_WHAT IS ASKED_
Reproduce the listing from the line containing "on the sneaker." down to the end, requests included, and offset every coordinate value in the answers by adding 12 to it. Leave the requests and their sample coordinates unchanged.

_MATERIAL SHOWN_
:::

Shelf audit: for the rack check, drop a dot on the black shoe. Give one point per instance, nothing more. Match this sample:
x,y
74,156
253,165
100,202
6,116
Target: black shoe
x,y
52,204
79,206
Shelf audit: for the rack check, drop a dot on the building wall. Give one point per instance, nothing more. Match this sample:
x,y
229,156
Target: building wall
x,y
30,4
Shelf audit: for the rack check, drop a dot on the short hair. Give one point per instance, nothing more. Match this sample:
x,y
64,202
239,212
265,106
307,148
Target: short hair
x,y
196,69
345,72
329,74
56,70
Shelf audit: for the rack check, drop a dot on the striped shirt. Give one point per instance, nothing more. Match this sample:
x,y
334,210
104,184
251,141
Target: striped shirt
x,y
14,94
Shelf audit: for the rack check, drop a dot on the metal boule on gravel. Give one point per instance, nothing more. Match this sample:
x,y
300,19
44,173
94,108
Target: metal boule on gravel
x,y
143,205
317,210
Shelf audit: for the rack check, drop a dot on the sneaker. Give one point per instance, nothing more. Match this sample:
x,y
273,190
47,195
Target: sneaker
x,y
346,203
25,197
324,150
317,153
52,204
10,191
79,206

:::

_RESULT_
Shelf audit: for the rack check, drop a dot on the sneaker. Give one point per instance, nothing more. Match this sample:
x,y
273,190
47,195
Target: sneaker
x,y
358,215
37,209
336,162
329,165
64,216
22,203
91,218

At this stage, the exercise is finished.